*TEXTO FORNECIDO:*
--------------------------------

Quando você faz uma reforma em casa, geralmente paga pela instalação de uma caçamba, na qual é jogado o entulho da obra.
O material é depois levado embora, e pronto, problema resolvido, certo?
SÓ QUE NÃO
De acordo com a Política Nacional de Resíduos Sólidos (PNRS), lei em vigor desde 2010, a responsabilidade pelo descarte correto segue até o fechamento do ciclo. Ou seja, caso o conteúdo da caçamba seja descartado de maneira irregular, você, o contratante, pode ser multado, sofrer uma ação civil e até ser preso por desrespeito à lei ambiental.
A dica para se prevenir é pedir sempre à empresa de caçambas o Controle de Transporte de Resíduos (CTR), documento que comprova que o seu entulho será corretamente destinado.
De todo modo, fechar o ciclo da economia circular de maneira ideal não é fácil.
“A maioria das pessoas acredita que, a partir do momento que sai da sua casa, o entulho não é mais responsabilidade delas”,
É o que afirma Rafael Teixeira, diretor-conselheiro da Associação Brasileira para Reciclagem de Resíduos da Construção Civil e Demolição (Abrecon) e diretor do grupo Rafa Entulhos.
Rafael fala com a propriedade de quem está há 20 anos no negócio de caçambas e faz 10 mil coletas por mês.
O Grupo Rafa Entulhos vem se expandindo, e hoje conta também com sete unidades da Luca Ambiental, que faz triagem dos resíduos, e mais recentemente, há três anos, abriu a Rafa Resolve, no ramo de transporte e logística.
Segundo ele, o grupo coleta e encaminha para a logística reversa todos os meses 40 mil metros cúbicos de resíduos da construção.
Considerando que o volume de resíduos da construção civil aumentou de 33 mil toneladas em 2010 para 44,5 mil em 2019 (alta de 33%), que o setor é o maior responsável pela emissão de gases que aumentam os efeitos nocivos do aquecimento global e que o percentual de resíduos da construção equivale a 60% de tudo que é descartado, a conclusão óbvia é que precisamos buscar soluções urgentemente, uma vez que hoje apenas 20% dos materiais são destinados corretamente, de acordo com a pesquisa setorial da Abrecon 2020/2021.
O restantes 80% seguem para aterros ou são descartados de maneira irregular.
“Sempre se soube que a construção civil é uma vilã, porque consome muitos recursos naturais e gera resíduos em grande escala. Porém, só o apelo ambiental não tira projetos da gaveta.
O empresário precisa enxergar o ganho econômico.
"Felizmente, as empresas estão acordando para o fato de que sustentabilidade traz dinheiro. E é assim que vamos conseguir mudar o jogo”
O engenheiro Pedro Lombardi Filho, doutorando em Saúde Global e Sustentabilidade na Faculdade de Saúde Pública da USP aposta nessa tendência.
Mas como conseguir de fato melhorar os índices de reaproveitamento de recursos na construção civil?
A resposta para o curto prazo é a logística reversa.

--------------------------------

*REGISTROS:*
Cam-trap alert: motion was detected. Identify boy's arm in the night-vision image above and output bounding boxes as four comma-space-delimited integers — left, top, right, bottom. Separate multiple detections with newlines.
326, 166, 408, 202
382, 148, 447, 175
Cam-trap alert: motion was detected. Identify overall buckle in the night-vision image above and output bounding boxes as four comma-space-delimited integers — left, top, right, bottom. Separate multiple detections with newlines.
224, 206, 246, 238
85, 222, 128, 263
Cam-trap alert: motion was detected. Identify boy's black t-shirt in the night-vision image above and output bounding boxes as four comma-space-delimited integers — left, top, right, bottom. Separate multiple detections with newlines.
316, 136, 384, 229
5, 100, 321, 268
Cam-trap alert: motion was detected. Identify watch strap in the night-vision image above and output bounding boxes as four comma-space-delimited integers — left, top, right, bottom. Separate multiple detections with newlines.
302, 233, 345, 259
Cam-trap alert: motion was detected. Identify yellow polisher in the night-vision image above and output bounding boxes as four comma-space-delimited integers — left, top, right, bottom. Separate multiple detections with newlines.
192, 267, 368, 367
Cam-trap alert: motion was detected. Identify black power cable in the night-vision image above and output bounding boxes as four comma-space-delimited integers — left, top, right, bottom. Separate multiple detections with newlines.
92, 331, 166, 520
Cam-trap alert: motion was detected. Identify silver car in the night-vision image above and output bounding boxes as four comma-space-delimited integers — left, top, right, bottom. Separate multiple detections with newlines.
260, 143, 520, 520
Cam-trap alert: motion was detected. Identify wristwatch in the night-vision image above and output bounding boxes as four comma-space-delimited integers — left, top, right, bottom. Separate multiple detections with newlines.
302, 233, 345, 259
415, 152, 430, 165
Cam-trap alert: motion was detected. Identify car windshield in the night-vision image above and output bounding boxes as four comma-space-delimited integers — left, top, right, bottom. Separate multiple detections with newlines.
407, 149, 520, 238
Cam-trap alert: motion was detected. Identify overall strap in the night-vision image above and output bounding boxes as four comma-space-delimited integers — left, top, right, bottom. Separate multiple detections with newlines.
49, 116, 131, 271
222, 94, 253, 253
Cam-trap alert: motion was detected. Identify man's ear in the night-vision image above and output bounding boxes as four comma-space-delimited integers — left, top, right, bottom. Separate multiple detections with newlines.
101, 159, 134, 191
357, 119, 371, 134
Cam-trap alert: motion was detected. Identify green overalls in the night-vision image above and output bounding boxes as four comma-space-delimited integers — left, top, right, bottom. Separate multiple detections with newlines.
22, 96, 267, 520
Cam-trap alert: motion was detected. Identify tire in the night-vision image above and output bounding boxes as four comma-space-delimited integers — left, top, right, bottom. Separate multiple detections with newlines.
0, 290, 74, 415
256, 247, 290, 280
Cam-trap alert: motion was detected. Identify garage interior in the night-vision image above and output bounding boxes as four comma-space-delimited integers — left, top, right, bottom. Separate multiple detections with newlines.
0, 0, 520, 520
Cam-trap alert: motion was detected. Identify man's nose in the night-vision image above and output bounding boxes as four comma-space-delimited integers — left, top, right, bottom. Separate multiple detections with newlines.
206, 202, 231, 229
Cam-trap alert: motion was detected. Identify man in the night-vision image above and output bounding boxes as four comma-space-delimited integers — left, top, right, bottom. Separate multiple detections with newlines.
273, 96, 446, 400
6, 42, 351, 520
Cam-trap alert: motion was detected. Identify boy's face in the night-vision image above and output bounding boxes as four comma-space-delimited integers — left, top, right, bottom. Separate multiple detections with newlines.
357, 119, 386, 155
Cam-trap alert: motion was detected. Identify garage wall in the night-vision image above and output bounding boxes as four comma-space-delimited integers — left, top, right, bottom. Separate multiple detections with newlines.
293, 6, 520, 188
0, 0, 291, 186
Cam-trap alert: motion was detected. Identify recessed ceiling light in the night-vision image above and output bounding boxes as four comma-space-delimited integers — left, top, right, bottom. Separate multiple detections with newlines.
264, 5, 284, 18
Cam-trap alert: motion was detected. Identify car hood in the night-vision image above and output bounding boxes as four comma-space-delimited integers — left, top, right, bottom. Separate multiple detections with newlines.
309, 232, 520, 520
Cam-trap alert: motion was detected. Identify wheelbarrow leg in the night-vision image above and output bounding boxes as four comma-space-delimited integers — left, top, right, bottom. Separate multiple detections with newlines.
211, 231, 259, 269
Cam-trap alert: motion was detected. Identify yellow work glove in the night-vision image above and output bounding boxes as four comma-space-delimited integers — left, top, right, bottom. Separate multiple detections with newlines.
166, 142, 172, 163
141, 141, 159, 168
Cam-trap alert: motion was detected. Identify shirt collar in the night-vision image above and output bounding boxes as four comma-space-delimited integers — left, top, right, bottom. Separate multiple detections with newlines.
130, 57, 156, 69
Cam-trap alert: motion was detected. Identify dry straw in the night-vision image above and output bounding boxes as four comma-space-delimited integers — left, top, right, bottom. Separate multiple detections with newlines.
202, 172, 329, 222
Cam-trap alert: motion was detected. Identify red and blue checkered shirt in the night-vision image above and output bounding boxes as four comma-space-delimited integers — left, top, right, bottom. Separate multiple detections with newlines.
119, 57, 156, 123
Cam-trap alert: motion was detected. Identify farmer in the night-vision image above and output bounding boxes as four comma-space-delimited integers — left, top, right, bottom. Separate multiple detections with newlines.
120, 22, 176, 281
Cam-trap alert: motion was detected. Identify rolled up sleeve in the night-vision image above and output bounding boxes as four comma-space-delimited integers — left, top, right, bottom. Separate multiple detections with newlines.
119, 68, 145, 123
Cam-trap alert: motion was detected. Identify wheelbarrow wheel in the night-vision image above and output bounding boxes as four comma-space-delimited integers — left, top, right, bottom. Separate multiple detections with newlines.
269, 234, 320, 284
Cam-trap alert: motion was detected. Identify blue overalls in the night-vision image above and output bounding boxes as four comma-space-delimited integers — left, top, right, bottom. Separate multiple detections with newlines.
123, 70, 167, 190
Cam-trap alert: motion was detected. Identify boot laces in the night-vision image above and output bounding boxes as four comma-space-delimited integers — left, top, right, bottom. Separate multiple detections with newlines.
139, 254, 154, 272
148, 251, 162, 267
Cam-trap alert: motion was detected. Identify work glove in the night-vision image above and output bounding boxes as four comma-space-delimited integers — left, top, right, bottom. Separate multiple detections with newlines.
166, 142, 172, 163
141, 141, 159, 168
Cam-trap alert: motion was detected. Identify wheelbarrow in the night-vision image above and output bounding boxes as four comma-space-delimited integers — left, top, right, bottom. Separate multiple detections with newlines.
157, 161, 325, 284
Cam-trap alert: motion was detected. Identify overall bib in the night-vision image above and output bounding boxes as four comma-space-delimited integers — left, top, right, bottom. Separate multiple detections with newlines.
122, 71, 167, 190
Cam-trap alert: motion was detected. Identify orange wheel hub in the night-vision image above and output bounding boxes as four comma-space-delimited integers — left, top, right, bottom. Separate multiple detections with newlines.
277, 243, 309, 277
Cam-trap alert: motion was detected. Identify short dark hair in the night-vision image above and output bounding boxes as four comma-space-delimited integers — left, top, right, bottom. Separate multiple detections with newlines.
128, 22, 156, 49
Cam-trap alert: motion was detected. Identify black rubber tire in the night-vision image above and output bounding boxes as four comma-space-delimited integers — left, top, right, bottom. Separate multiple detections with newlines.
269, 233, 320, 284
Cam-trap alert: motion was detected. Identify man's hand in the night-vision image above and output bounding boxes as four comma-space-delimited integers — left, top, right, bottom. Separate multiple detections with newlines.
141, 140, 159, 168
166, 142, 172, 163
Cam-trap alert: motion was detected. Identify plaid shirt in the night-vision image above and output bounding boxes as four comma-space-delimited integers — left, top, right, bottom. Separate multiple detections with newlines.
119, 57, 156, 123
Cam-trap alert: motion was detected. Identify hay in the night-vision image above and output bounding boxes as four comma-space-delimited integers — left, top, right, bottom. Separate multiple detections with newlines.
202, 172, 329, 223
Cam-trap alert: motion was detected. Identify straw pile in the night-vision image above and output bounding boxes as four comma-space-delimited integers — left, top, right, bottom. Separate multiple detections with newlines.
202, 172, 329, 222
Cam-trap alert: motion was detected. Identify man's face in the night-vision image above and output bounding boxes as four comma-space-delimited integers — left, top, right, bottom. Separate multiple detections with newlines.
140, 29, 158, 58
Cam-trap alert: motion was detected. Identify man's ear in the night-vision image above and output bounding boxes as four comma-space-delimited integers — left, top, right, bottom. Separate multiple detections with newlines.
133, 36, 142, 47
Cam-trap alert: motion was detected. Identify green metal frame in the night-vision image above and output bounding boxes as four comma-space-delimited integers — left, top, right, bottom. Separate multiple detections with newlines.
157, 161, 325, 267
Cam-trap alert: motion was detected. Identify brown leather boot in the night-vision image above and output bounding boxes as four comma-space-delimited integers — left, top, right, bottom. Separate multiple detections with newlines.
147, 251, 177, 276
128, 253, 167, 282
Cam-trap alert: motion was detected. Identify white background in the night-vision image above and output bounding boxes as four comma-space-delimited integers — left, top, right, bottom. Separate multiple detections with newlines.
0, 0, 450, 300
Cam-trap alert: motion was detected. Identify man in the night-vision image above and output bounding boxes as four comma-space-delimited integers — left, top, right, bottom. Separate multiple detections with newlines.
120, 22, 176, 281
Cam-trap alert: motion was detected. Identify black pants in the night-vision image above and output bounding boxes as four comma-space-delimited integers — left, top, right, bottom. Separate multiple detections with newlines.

--------------------------------

*REQUISITOS DAS TAREFAS:*
**1)** Transcreva, sem alterações, o trecho do texto sobre o descarte de entulho que começa em "A dica para" e termina em "não é fácil.".
**2)** Por favor, prossiga com o texto sobre o descarte de entulho a partir do ponto em que ele termina.

*RESPOSTAS POR TAREFA:*
**1)**
A dica para se prevenir é pedir sempre à empresa de caçambas o Controle de Transporte de Resíduos (CTR), documento que comprova que o seu entulho será corretamente destinado.
De todo modo, fechar o ciclo da economia circular de maneira ideal não é fácil.

**2)**
Difícil, trabalhosa e absolutamente necessária. E tem gente conseguindo fazer. “Temos o programa Gestão 90+ e com ele já conseguimos assegurar que chegam à reciclagem 90% das embalagens pós consumo utilizadas na construção civil”, diz Teixeira.
Esse ótimo índice de aproveitamento, totalmente diferente da média nacional, só é possível em razão de uma logística de triagem muito afinada, que começa nos canteiros de obras.
O empresário Cleberson Ferraz, egresso do departamento de sustentabilidade da Trisul, abriu há três meses a própria companhia, a Mundial Consultoria em Sustentabilidade e Inovação, e atua nesse campo, fazendo o trabalho de treinamento de funcionários nas construções, firmando parcerias entre fabricantes, recicladoras e associações de classe.
“Para acontecer a logística reversa de verdade, é preciso integrar todos os parceiros dentro da mesma ideia.”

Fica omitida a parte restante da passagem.